[EXERCISE BRIEF] What the task requires is an exact printout of the listing below, pictures excluded.

[EXCERPTED DATA]
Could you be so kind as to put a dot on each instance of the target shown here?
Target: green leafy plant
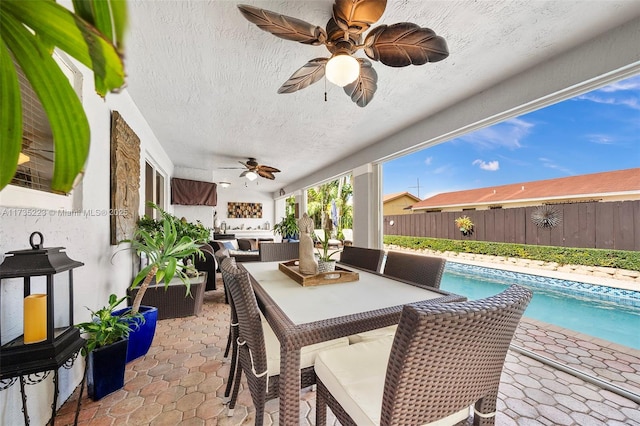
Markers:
(196, 231)
(323, 250)
(464, 224)
(165, 253)
(287, 227)
(29, 31)
(106, 328)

[RESULT OF THE TASK]
Could you be so kind as to put a dot on each instance of the target shown here?
Target: green leafy plant
Markers:
(196, 231)
(323, 250)
(464, 224)
(165, 253)
(287, 227)
(29, 31)
(106, 328)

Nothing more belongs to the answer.